— start of RECORDS SHOWN —

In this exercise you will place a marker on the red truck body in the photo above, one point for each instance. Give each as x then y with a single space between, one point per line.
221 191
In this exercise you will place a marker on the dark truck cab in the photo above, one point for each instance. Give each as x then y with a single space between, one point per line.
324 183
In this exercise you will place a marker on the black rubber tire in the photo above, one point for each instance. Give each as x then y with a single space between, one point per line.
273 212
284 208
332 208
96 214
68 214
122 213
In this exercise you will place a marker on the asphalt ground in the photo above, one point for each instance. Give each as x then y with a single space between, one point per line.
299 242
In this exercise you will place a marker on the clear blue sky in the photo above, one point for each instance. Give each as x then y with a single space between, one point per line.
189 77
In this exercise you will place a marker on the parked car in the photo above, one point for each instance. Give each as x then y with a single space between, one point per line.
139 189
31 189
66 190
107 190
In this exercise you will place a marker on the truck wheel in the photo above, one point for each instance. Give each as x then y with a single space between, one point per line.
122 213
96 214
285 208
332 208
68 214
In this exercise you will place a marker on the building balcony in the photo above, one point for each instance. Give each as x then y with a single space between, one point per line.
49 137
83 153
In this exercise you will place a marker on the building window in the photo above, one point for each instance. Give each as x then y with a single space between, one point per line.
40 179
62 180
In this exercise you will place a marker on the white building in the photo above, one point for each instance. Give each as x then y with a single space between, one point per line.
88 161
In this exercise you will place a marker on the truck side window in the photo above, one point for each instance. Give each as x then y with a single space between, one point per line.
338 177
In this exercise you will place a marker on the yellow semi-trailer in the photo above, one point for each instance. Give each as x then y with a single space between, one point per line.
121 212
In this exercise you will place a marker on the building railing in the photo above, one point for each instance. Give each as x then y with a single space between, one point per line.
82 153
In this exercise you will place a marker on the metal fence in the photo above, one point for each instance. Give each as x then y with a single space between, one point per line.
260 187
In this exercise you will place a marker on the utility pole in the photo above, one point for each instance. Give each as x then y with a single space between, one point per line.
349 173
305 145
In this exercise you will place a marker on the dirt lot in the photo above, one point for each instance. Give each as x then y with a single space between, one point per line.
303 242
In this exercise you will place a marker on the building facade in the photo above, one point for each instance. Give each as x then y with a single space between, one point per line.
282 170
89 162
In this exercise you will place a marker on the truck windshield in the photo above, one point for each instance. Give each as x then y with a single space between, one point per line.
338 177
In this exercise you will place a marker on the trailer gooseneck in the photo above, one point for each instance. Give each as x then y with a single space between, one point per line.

— end of RECORDS SHOWN —

◆ OBJECTIVE: Everything from the line containing "In this exercise you will place a marker on the utility" to the end of the records must be written out exactly; include both of those lines and no others.

◆ WORKED ANSWER:
In this exercise you will place a marker on the utility pole in the photo above, one point for each instance. Give each as x then y with a single space between, one point per line.
349 173
305 145
In this exercise you will place a marker on the dirt lot in the photo above, one point for each instance. Give each as x then y with a single space between, one point per line.
303 242
In this exercise you will place a marker on the building facade in the photo above, one point for each instance. Give each as x then y with a single space between, one point per line.
282 170
89 162
In this exercise you will place a marker on the truck windshield in the photo above, one point for each instance. Give each as x then y with a single space between, one point per line.
338 177
In this exercise you will place a marker on the trailer gooseneck in the photo above, one point for each instance. Give each as x then y with a single space between, one point per line.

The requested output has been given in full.